▸ **Task to carry out**
Reproduce the data below line for line, with no changes.

======== Data for this task

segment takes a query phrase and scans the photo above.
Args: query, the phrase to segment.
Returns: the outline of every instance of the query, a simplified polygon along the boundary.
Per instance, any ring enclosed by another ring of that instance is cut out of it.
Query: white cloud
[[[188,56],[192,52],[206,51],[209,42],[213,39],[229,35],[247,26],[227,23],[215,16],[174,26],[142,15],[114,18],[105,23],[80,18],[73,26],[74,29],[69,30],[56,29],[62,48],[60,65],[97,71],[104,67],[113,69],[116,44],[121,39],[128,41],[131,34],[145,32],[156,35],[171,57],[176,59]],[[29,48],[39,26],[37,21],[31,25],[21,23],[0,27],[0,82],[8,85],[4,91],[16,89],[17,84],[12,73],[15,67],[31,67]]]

================

▸ **Correct result**
segment takes a query phrase and scans the photo above.
Args: query, the phrase to segment.
Returns: the outline of every instance of the query, a simplified polygon along the boundary.
Per instance, any ring enclosed by another ring of that instance is cut out of it.
Query: white cloud
[[[188,56],[192,52],[206,51],[209,42],[213,39],[229,35],[247,26],[227,23],[215,16],[174,26],[142,15],[114,18],[105,23],[80,18],[73,26],[74,29],[69,30],[56,29],[62,48],[60,65],[97,71],[104,67],[113,69],[116,44],[121,39],[128,41],[131,34],[145,32],[156,35],[171,57],[176,59]],[[29,48],[39,26],[37,21],[31,25],[21,23],[0,27],[0,82],[8,85],[4,91],[16,89],[17,84],[12,73],[15,67],[31,67]]]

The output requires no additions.